These pairwise combinations also apply to the stimuli presented in the identity matching tasks: Unimodal face sorting performance is reflected in pairs comprising two videos, unimodal voice sorting is reflected in pairs comprising two audio recordings, and cross-modal face‐voice sorting is reflected in pairs comprising a video and an audio recording. As in the sorting task, there were “same identity” and “different identity” pairs for each of these three modality combinations.

To assess how the type of task affects accuracy in our experiments, we analysed the binary accuracy data using generalised linear mixed models (GLMMs) implemented in the lme4 package (Bates et al., 2014) in the R environment. Significance of the main effects and interactions was established via log-likelihood tests by dropping effects of interest from the appropriate model. For example, to establish whether the three-way interaction is significant, we dropped this three-way interaction from the model including all effects. To test for the significance of the two-way interactions, we dropped the relevant two-way interaction from the model that included all three two-way interactions.

Results

The accuracy for Experiments 1A and 1B is plotted for each modality (face, voice, and face‐voice) per trial type (same person, different people) in Fig. 2.

Fig. 2
figure 2

Mean accuracy per participant plotted for Experiment 1A (sorting) and Experiment 1B (matching) by modality and trial type. Boxes indicate 95% confidence intervals

We first assessed whether accuracy for the different trial types and modalities was different from chance for both experiments. For this purpose, we ran a GLMM with Experiment (matching/sorting), Trial Type (same/different), and Modality (face/voice/face‐voice) entered as fixed effects in the model with no intercept. All interactions were included. Each stimulus in a pair was included as a separate random effect. In total there were three random effects: Stimulus 1, Stimulus 2, and participant.

We obtained 95% confidence intervals by simulating the posterior distributions of the cell means in R (arm package, Version 1.6; Gelman & Su, 2013). If CIs do not include 50%, accuracy in the respective condition is different from chance. In our study, accuracy was above chance for both experiments and trial types for faces (all 95% CIs [ >75.0%, >80.0%]) and for voices (all 95% CIs [>50.6%, >59.4%]). For cross-modal face‐voice matching, accuracy was at chance (all 95% CIs [>44.9%, >51.9%]) but was below chance for cross-modal face‐voice sorting (all 95% CIs [<39.1%, <45.1%]).

We ran a further GLMM to assess how accuracy was affected by the experimental task. In this intercept model, Experiment, Trial Type, and Modality were again entered as fixed effects in the model. All interactions were included. Participant, Stimulus 1, and Stimulus 2 of each of the stimulus pairs were entered as random effects.
----------
* **Written tasks**
1: Which R package does the face and voice identity text use to fit its generalized linear mixed models?
2: Translate this sentence from the face and voice identity text into Spanish: "If CIs do not include 50%, accuracy in the respective condition is different from chance."
3: Continue the face and voice identity text, starting right after its last sentence.

* **Given information**
----------
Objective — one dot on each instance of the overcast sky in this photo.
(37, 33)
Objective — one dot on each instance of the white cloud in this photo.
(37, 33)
----------
* **In response**
1: lme4

2: Si los IC no incluyen el 50 %, la precisión en la condición respectiva es distinta del azar.

3:
There was a significant three-way interaction between Experiment, Trial Type, and Modality, χ2(2) = 12.51, p = .002, as well as significant two-way interactions between Trial Type and Experiment, χ2(1) = 23.14, p < .001, and Experiment and Modality, χ2(2) = 17.48, p < .001. The two-way interaction between Trial Type and Modality was not significant, χ2(2) = 5.27, p = .072. See Table 1 for the model outputs.

Table 1 Coefficients and standard errors (reported on a log-odds scale) for the full model including the three-way interaction for the data from Experiment 1A (sorting) and Experiment 1B (matching)a

To follow up the three-way interaction, we ran six post hoc tests to compare accuracy split by Trial Type and Modality for Experiments 1A and 1B. These post hoc tests were implemented using the R package emmeans (Version 1.4; Lenth, 2019). This enabled us to further examine how the choice of tasks (sorting vs. matching) across experiments interacts with accuracy in each modality. The post hoc tests showed that accuracy was higher for Experiment 1B compared with Experiment 1A for all modalities (face, voice, face‐voice) in “different identity” judgements (all βs < −.32, all SEs > .09, all zs < 2.99, all ps < .003). For “same identity” judgements, a similar pattern emerged for cross-modal face‐voice identity judgements (β = −.26, SE = .09, p = .005) and faces, although this effect was not significant (β = −.24, SE = .13, p = .072). For “same identity” voice judgements accuracy was numerically (but not significantly) lower for matching compared with sorting (β = −.10, SE = .11, p = .353).

Discussion

In Experiments 1A and 1B, we aimed to establish a baseline level of accuracy for unimodal and cross-modal identity sorting, and further link this level of accuracy in the sorting task with the accuracy found via more established matching tasks.

Overall, accuracy was higher for identity matching than for identity sorting, although this effect was modulated both by type of trial and the stimulus modalities: For example, the accuracy advantage for identity matching (vs. sorting) was larger for “different identity” judgements compared with “same identity” judgements. Further, where “same identity” judgements were more accurate for face and face‐voice identity matching compared with sorting, the opposite numerical pattern was seen for voice identity. The difference across tasks was, however, relatively subtle, with mean performance across tasks never varying by more than 6% in the “same identity” judgements or 11% for the “different identity” judgements in any modality. This is surprising, as the two tasks differ substantially in terms of stimulus presentation (sorting: all stimuli for both modalities are encountered within the same interface; matching: stimuli are presented by modality and in pairs), how participants are required to interact with the stimuli (sorting: self-initiated and self-selected stimulus presentation, responses given within an unconstrained drag-and-drop interface; matching: fixed, pairwise stimulus presentation, two-way forced-choice responses) and in the specific judgements that are required (sorting: grouping stimuli by identity; matching: same/different identity judgements). Given these substantial differences, we might have predicted that performance would have been strikingly divergent.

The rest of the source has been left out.